---------- Text shown ----------
Monday, November 15, 2010

Further Excellent Adventures in Visitor Participation, Part 1

Janet Petitpas, Senior Associate, London

Artist Ai Weiwei at the Tate Turbine Gallery   
Despite the weather and some of the strange habits of the natives, London is a wonderful place to live. Particularly if you are a museum person. Every week I head out to some fabulous exhibition and feel very lucky to live in a city with such a rich variety of museum offerings and I always come home having learned and/or experienced something new.

The months of October and November were especially abundant in offerings. The latest crop of exhibitions has been highly interactive and participatory in different ways and has included visitors at various levels. In fact, there were so many great things to tell about that this blog entry became too cumbersome and has been broken into two parts. Look for Excellent Adventures Part 2 in the coming weeks!

Adventure #1: Ai Weiwei at the Tate Modern 

First, I went off to the Tate Modern to see the new installation in the Turbine Gallery. I didn’t really know anything about what it was going to be, but have always loved the installations in this space and was prepared for something engaging. Indeed, I really enjoyed the exhibition.

The Turbine Gallery is an enormous, former power plant space and it was filled with ceramic sunflower seeds conceptualized by Chinese artist Ai Weiwei. There are over 100 million of these hand-painted porcelain seeds laid out in a giant rectangle pattern throughout the Gallery. Artists worked in small-scale workshops in China hand-crafting and painting each seed, which is overwhelming if you really think about it. The exhibition calls for visitors to contemplate China’s export and manufacture of porcelain and about what “made in China” really means. The exhibition is also timely as Ai Weiwei has been under house arrest in his native China in order to stop him from holding a party to commemorate the forced demolition of his Shanghai art studio. The police were back at his house last Wednesday and Ai Weiwei currently feels that there is a very real possibility that he may go to jail.

The installation during my visit on October 13, 2010 
This was not top in my mind as I was walking and lying down on this vast field of sunflower seeds. The Gallery had the look of a beach. People were lying down, doing cartwheels, picking up the seeds and looking at them and taking a moment to immerse themselves in a work of art. A bank of videos is located adjacent to the installation allowing visitors to send the artist a video message or tweet (to which he will respond) or respond to questions that the artist has posed for visitors.

I came home and told my two daughters about the exhibition and how we should plan a day for all of us to go see it. But it was not to be. It turns out that it was deemed that there was too much porcelain dust being created through visitor interaction and that the exhibition is now hazardous – I was lucky because I happened to be there the last day visitors could see it without standing behind a wire fence. Very sad and I can’t imagine that there isn’t another way to handle the situation. Perhaps visitors could purchase a paper mask in order to interact with the piece as it was conceptualized?

What the exhibition currently looks like
I’m sure there are more complicated ramifications, such as visitors dragging the dust into the art galleries (and I am aware of how hazardous porcelain dust is) but it does make me wonder about our extreme fear of lawsuits these days.
---------- Record list ----------
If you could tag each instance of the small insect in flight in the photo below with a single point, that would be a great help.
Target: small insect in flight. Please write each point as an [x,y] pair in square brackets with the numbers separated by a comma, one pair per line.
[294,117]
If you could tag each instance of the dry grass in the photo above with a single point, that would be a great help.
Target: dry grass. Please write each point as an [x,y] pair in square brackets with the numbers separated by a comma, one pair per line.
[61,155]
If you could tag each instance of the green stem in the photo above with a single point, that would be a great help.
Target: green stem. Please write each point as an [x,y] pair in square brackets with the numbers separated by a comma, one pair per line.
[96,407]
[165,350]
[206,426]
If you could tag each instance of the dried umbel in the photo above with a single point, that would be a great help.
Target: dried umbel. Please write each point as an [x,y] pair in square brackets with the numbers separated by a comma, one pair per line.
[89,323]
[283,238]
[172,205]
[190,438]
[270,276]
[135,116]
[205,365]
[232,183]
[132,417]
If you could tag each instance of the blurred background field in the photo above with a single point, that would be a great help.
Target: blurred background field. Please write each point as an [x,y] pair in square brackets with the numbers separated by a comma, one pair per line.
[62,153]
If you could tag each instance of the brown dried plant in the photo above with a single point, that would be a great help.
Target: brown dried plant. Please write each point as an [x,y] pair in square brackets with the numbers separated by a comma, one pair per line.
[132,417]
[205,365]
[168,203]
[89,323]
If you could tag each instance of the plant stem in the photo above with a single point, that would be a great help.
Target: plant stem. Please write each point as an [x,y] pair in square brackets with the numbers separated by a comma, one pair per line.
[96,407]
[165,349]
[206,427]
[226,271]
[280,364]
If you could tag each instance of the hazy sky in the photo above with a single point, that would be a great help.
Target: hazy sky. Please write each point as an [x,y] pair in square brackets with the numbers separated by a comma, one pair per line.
----------
• To-do list:
• a. According to the blog post, how many hand-painted porcelain seeds fill the Turbine Gallery?
• b. Reproduce word for word the passage of the blog post from "Artist Ai Weiwei at" to "the coming weeks!".

• Results by task:
• a. Over 100 million.

• b.
Artist Ai Weiwei at the Tate Turbine Gallery   
Despite the weather and some of the strange habits of the natives, London is a wonderful place to live. Particularly if you are a museum person. Every week I head out to some fabulous exhibition and feel very lucky to live in a city with such a rich variety of museum offerings and I always come home having learned and/or experienced something new.

The months of October and November were especially abundant in offerings. The latest crop of exhibitions has been highly interactive and participatory in different ways and has included visitors at various levels. In fact, there were so many great things to tell about that this blog entry became too cumbersome and has been broken into two parts. Look for Excellent Adventures Part 2 in the coming weeks!